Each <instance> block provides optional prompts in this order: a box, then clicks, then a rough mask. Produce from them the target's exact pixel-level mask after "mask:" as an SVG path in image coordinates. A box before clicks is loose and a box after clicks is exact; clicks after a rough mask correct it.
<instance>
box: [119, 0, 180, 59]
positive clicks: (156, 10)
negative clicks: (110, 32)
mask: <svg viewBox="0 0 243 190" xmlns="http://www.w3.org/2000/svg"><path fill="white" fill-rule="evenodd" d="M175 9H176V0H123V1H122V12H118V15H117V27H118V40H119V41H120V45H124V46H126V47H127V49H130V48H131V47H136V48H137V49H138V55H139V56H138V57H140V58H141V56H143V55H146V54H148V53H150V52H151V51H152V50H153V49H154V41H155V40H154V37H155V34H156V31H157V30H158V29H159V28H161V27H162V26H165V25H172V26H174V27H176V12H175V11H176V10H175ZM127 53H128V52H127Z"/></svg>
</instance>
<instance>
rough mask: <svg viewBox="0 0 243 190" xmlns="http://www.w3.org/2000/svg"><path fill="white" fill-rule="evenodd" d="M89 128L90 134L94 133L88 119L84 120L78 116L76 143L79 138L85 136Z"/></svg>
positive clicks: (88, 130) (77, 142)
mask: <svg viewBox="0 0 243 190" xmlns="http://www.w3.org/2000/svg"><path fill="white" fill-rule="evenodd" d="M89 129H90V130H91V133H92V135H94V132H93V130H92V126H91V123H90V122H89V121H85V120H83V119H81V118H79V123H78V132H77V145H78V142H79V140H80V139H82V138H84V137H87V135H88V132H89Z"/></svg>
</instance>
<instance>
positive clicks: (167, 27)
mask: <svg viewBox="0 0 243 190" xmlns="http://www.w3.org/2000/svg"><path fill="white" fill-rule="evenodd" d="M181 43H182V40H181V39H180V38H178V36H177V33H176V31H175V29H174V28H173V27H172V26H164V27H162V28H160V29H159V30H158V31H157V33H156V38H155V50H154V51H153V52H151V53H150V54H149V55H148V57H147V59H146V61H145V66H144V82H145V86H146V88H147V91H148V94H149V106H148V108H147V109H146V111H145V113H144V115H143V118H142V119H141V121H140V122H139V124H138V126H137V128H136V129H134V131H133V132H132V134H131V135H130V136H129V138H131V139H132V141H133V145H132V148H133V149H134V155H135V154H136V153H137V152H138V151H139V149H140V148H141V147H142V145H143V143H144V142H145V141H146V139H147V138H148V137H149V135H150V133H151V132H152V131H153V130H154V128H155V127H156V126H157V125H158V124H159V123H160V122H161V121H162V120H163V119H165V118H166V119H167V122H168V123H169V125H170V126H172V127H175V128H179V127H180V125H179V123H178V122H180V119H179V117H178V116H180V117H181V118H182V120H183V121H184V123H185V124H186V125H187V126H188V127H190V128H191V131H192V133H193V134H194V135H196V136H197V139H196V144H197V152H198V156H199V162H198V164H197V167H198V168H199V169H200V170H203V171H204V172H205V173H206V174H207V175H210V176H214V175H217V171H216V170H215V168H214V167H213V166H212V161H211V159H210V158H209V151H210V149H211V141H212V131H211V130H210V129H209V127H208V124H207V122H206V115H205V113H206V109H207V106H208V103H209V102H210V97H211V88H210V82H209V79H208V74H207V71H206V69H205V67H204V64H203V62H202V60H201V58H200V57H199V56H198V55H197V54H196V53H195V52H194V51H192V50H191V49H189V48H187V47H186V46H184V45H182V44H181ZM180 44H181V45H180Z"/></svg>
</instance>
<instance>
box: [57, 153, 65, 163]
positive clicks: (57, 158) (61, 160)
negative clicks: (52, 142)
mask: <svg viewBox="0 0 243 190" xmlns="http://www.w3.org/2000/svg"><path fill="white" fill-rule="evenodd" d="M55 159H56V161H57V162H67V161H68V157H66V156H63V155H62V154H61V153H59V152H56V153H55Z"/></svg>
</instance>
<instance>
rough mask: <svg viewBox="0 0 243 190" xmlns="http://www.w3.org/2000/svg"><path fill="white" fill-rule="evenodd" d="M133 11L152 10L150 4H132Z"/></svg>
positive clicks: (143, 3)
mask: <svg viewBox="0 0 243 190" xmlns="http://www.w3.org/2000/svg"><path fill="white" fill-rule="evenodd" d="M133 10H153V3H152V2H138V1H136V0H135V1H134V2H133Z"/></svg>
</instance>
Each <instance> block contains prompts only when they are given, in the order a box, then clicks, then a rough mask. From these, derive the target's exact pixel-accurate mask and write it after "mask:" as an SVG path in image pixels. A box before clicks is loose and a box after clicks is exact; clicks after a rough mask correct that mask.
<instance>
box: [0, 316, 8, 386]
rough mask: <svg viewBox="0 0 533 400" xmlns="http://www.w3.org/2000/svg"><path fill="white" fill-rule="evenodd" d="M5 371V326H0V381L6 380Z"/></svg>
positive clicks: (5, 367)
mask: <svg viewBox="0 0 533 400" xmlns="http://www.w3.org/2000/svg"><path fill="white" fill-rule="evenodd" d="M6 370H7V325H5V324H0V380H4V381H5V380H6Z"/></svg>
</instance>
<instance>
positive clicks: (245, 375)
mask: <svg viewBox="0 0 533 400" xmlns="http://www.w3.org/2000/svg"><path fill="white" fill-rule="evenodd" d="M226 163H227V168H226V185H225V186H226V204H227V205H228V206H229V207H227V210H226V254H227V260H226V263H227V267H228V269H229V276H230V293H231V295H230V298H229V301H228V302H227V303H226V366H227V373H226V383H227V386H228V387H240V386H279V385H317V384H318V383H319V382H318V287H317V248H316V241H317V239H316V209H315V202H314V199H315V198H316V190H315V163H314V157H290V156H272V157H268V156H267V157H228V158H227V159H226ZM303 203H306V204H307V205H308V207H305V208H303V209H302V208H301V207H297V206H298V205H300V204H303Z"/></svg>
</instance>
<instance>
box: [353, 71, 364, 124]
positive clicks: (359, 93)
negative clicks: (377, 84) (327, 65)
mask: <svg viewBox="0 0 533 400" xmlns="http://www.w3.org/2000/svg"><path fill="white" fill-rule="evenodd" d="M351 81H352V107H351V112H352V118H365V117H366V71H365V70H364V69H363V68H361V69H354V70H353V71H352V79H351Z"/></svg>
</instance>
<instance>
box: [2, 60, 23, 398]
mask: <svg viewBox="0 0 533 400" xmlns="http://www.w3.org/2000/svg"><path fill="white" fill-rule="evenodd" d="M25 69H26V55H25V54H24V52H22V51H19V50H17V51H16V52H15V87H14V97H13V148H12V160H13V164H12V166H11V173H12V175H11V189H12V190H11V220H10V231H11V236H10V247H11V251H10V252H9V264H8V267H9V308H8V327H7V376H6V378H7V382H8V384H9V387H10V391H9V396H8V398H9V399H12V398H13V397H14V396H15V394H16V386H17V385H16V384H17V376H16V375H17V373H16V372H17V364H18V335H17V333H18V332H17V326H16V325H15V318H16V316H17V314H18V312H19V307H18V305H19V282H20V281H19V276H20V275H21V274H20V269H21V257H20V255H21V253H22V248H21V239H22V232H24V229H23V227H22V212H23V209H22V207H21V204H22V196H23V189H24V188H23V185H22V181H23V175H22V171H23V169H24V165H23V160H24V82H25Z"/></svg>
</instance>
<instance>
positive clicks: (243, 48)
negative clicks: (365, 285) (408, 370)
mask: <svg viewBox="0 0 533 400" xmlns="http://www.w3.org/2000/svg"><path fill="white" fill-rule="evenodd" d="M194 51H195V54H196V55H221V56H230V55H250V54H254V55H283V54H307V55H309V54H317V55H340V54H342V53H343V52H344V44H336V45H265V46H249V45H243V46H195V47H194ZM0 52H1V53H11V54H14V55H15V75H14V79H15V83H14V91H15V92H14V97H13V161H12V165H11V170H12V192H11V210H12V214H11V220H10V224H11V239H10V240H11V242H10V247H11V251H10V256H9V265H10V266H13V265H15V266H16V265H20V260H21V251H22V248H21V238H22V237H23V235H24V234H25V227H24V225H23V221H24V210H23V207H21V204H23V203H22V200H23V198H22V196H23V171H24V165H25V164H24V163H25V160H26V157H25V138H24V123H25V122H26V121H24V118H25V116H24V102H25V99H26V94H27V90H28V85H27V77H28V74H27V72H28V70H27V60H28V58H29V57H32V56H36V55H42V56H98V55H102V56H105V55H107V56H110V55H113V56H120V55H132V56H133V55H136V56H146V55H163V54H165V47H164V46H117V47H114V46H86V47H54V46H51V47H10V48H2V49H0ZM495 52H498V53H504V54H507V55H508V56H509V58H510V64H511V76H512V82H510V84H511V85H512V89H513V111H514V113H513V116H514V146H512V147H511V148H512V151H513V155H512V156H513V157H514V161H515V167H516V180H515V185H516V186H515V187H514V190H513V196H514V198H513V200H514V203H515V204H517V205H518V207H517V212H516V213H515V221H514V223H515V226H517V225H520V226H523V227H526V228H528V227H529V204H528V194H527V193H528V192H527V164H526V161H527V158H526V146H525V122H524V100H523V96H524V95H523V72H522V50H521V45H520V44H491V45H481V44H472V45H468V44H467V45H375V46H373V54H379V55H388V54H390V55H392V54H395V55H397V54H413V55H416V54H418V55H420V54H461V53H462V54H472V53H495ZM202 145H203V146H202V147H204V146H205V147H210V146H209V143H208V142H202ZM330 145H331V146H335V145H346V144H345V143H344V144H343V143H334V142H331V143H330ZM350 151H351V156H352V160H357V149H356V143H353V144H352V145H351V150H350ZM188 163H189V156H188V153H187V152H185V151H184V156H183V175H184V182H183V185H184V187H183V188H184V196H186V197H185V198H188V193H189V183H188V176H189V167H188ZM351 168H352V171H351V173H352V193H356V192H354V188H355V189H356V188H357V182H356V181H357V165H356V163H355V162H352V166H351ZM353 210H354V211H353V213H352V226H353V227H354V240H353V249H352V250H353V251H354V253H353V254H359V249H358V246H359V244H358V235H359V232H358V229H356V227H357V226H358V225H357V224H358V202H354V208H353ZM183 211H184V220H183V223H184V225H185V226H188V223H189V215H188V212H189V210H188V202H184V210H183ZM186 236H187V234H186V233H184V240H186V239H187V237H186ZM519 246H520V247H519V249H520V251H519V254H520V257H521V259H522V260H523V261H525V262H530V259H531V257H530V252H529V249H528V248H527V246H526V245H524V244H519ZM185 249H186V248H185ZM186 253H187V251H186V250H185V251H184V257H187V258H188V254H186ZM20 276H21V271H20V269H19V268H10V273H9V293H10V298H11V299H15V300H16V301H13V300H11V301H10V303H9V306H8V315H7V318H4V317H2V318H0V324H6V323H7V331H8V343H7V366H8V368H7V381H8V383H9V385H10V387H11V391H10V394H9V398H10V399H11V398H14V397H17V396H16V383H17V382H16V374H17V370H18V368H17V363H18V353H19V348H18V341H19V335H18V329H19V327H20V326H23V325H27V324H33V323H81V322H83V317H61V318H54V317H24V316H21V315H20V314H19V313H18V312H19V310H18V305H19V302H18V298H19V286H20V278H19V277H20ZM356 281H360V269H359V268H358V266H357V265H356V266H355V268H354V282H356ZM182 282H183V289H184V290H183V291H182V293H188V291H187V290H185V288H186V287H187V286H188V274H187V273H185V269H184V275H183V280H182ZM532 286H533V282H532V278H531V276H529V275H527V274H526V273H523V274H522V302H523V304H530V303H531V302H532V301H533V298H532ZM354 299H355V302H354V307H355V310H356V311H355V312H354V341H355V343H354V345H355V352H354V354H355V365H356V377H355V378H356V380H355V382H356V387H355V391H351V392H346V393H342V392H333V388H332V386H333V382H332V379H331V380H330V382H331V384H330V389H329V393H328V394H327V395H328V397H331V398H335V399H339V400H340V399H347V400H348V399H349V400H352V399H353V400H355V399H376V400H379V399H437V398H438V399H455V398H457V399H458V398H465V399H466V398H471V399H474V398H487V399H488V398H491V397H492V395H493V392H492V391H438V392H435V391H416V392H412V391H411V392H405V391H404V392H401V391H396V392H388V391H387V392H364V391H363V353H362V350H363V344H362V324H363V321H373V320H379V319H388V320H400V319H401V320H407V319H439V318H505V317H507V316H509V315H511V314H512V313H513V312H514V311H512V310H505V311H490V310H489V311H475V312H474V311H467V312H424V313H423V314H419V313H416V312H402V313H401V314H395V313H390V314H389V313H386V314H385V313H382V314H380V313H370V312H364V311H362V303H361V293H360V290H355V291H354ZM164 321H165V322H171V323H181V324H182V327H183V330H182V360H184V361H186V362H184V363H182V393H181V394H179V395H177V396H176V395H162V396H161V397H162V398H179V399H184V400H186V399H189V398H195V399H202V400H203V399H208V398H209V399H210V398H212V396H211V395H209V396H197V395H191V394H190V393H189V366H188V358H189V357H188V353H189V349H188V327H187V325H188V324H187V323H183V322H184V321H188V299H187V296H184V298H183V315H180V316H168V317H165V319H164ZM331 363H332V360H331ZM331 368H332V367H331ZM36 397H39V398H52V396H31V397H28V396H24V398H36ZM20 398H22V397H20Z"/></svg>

● ● ● ●

• What the exercise asks: Every line in the records above with "order" in it adds one to the count; give that count and nothing else.

• Output below: 2